## STATED TASK
Rewrite every record with "Kindly enter the masks at this point" swapped for "Enter the masks here", and leave all other text exactly as it is.

## RECORDS FOR THE TASK
--- --- ---
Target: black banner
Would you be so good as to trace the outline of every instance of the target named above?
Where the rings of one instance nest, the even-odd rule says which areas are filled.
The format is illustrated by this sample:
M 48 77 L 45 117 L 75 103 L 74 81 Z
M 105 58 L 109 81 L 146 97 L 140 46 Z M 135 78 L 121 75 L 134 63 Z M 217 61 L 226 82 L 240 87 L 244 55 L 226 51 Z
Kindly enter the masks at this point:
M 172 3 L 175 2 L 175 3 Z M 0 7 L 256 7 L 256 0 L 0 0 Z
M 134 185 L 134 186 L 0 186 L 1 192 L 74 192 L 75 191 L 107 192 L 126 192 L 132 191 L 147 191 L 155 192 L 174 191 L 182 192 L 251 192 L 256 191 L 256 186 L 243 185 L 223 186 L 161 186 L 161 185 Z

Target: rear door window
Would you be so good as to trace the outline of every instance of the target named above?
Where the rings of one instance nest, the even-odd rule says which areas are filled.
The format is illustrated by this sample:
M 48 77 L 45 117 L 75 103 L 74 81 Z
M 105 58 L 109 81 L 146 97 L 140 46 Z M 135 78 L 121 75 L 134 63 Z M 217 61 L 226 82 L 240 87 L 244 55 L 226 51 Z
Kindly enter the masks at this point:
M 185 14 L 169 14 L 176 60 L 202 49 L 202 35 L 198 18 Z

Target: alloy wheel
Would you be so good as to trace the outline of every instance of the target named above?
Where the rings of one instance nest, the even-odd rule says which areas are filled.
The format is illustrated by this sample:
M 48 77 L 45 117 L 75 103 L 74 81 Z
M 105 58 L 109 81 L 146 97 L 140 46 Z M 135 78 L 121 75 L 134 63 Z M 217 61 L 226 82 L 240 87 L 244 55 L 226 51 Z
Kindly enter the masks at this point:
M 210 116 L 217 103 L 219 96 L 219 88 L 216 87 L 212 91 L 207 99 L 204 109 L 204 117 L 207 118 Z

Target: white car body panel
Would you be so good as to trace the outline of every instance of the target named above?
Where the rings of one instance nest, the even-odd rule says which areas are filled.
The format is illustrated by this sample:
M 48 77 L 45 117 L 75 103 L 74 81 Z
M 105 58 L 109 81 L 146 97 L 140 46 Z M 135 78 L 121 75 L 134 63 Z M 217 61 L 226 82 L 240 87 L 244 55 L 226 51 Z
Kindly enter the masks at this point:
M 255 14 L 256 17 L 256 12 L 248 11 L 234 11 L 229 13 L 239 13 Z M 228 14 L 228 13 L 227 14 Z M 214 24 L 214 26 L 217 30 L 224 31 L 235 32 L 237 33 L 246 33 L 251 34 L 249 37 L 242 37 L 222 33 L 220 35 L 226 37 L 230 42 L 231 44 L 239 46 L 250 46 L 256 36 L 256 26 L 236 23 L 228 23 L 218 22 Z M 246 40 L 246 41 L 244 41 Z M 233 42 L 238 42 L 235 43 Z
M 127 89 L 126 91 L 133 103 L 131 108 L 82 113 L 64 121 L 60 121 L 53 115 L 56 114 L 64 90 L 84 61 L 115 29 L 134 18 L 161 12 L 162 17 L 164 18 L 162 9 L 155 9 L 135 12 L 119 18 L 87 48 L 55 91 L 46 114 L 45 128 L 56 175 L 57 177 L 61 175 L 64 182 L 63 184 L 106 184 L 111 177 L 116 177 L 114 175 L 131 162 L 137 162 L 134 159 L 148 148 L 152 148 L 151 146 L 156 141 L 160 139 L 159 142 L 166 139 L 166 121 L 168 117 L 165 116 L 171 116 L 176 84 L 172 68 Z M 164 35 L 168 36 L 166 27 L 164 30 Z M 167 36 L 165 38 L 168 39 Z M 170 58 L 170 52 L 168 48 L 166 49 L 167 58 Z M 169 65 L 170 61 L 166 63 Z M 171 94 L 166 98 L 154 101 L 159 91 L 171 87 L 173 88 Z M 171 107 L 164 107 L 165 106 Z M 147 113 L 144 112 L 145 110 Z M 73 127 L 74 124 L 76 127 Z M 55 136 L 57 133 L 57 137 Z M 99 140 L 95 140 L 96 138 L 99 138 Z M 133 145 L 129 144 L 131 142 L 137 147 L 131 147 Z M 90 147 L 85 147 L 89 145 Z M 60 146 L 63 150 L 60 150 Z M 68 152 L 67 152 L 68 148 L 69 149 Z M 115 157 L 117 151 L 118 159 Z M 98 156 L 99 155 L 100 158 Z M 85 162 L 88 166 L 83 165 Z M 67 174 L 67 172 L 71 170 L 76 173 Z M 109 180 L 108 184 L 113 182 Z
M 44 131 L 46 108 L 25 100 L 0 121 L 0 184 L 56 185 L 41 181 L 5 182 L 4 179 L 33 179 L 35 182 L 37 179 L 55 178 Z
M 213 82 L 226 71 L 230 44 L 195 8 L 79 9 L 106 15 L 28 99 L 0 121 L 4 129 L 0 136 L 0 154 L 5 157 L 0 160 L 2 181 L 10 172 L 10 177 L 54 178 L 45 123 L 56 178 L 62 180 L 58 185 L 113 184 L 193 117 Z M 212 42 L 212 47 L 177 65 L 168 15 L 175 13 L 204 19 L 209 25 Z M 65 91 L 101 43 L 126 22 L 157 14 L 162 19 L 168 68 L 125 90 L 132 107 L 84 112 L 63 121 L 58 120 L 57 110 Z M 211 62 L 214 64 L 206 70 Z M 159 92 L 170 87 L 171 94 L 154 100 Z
--- --- ---
## ANSWER TO THE TASK
Target: black banner
Would you be so good as to trace the outline of every instance of the target named above?
Where the rings of one instance nest, the even-odd rule says which areas are filled.
The format is illustrated by this sample:
M 48 77 L 45 117 L 75 103 L 74 81 Z
M 105 58 L 109 81 L 146 97 L 140 46 Z M 135 78 L 121 75 L 134 63 Z M 217 61 L 226 82 L 240 87 L 244 55 L 226 51 Z
Enter the masks here:
M 172 3 L 175 2 L 175 3 Z M 0 7 L 256 7 L 256 0 L 0 0 Z
M 134 185 L 134 186 L 0 186 L 1 192 L 74 192 L 75 191 L 107 192 L 126 192 L 132 191 L 147 191 L 155 192 L 174 191 L 182 192 L 251 192 L 256 191 L 256 186 L 243 185 L 223 186 L 161 186 L 161 185 Z

Target: rear door window
Would you be so good as to trace the outline of every instance of the target named above?
Where the rings of one instance nest, the even-odd rule says which areas are filled.
The format is illustrated by this sample:
M 48 77 L 45 117 L 75 103 L 74 81 Z
M 105 58 L 109 81 L 146 97 L 140 46 Z M 135 78 L 121 75 L 134 63 Z M 217 61 L 226 82 L 240 87 L 244 55 L 226 51 Z
Enter the masks here:
M 185 14 L 169 14 L 176 60 L 202 49 L 202 35 L 198 18 Z

Target: alloy wheel
Would you be so good as to trace the outline of every instance of the target named above?
Where the rings of one instance nest, the even-odd rule says which areas are filled.
The format is illustrated by this sample:
M 48 77 L 45 117 L 75 103 L 74 81 Z
M 105 58 L 109 81 L 146 97 L 140 46 Z M 135 78 L 121 75 L 134 63 Z M 217 61 L 226 82 L 240 87 L 244 55 L 226 51 Z
Enter the masks here:
M 210 116 L 217 103 L 219 96 L 219 88 L 216 87 L 212 91 L 207 99 L 204 109 L 204 117 L 207 118 Z

Target: white car body panel
Would you be so good as to trace the outline of every instance of the target named above?
Where the rings of one instance nest, the even-odd rule says which areas are filled.
The format is illustrated by this sample:
M 48 77 L 45 117 L 75 103 L 74 81 Z
M 105 58 L 109 81 L 146 97 L 140 46 Z M 135 78 L 121 75 L 134 63 Z M 217 61 L 226 82 L 240 87 L 244 55 L 226 51 Z
Enter the masks here:
M 255 14 L 256 17 L 256 12 L 248 11 L 234 11 L 229 13 L 239 13 Z M 228 14 L 228 13 L 227 14 Z M 214 24 L 214 26 L 217 30 L 224 31 L 235 32 L 237 33 L 246 33 L 251 34 L 249 37 L 242 37 L 222 33 L 220 35 L 226 37 L 230 42 L 231 44 L 239 46 L 250 46 L 256 36 L 256 26 L 236 23 L 228 23 L 218 22 Z M 246 40 L 246 41 L 244 41 Z M 233 42 L 238 42 L 235 43 Z
M 127 89 L 126 91 L 133 103 L 131 108 L 82 113 L 64 121 L 60 121 L 53 115 L 56 114 L 64 90 L 84 61 L 115 29 L 134 18 L 161 12 L 162 17 L 164 18 L 162 9 L 155 9 L 135 12 L 119 18 L 87 48 L 55 91 L 46 114 L 45 128 L 56 175 L 57 177 L 61 175 L 64 182 L 63 184 L 106 184 L 111 177 L 116 177 L 114 175 L 131 162 L 137 162 L 134 159 L 148 148 L 152 148 L 151 146 L 156 141 L 160 139 L 159 142 L 166 139 L 166 121 L 168 117 L 165 116 L 171 116 L 176 84 L 172 68 Z M 164 35 L 168 36 L 166 27 L 164 30 Z M 167 36 L 165 38 L 168 39 Z M 170 58 L 170 52 L 168 48 L 166 49 L 167 58 Z M 169 65 L 170 61 L 166 63 Z M 171 94 L 166 98 L 154 101 L 159 91 L 171 87 L 173 88 Z M 171 107 L 164 107 L 165 106 Z M 147 113 L 144 112 L 145 110 Z M 73 127 L 74 124 L 76 127 Z M 55 136 L 57 133 L 57 137 Z M 99 140 L 95 140 L 96 138 L 99 138 Z M 133 145 L 129 144 L 131 142 L 137 147 L 131 147 Z M 90 147 L 85 147 L 89 145 Z M 60 146 L 63 150 L 60 150 Z M 68 152 L 67 152 L 68 148 L 69 149 Z M 115 157 L 117 151 L 118 159 Z M 98 156 L 99 155 L 100 158 Z M 85 162 L 88 166 L 83 165 Z M 67 174 L 67 172 L 71 170 L 76 173 Z M 109 180 L 108 184 L 113 182 Z
M 44 131 L 46 108 L 25 100 L 0 121 L 0 184 L 56 185 L 41 181 L 5 182 L 4 179 L 33 179 L 35 182 L 37 179 L 55 178 Z
M 213 82 L 226 71 L 230 44 L 195 8 L 79 9 L 106 15 L 28 99 L 0 121 L 4 129 L 0 136 L 0 154 L 5 157 L 0 160 L 2 181 L 10 172 L 10 177 L 54 178 L 45 123 L 56 178 L 62 180 L 58 185 L 113 184 L 193 117 Z M 212 42 L 212 47 L 177 65 L 168 15 L 175 13 L 204 19 L 209 25 Z M 65 91 L 101 43 L 126 22 L 157 14 L 162 19 L 168 68 L 125 90 L 132 107 L 84 112 L 63 121 L 58 120 L 57 110 Z M 211 62 L 214 64 L 206 70 Z M 159 92 L 170 87 L 171 94 L 154 100 Z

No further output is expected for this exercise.